**** DATA EXCERPTS

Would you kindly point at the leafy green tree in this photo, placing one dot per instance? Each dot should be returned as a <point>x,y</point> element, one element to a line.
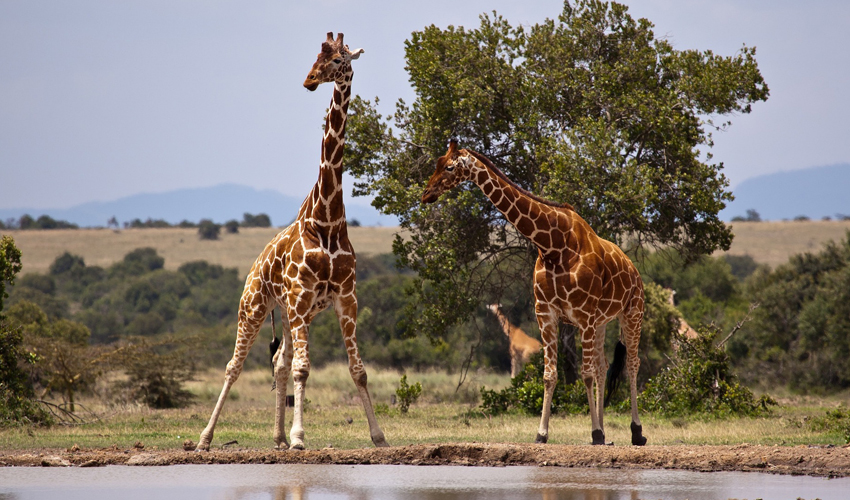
<point>800,333</point>
<point>16,391</point>
<point>590,108</point>
<point>259,220</point>
<point>208,230</point>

********

[BRIEF]:
With the pictures left out, transcribe the material exactly.

[EXERCISE SOLUTION]:
Would you kindly point at the leafy green tree in this photo, placing one dot per instance? Each dot should be returned as a <point>x,y</point> element, one element to a line.
<point>800,333</point>
<point>16,391</point>
<point>590,108</point>
<point>259,220</point>
<point>208,230</point>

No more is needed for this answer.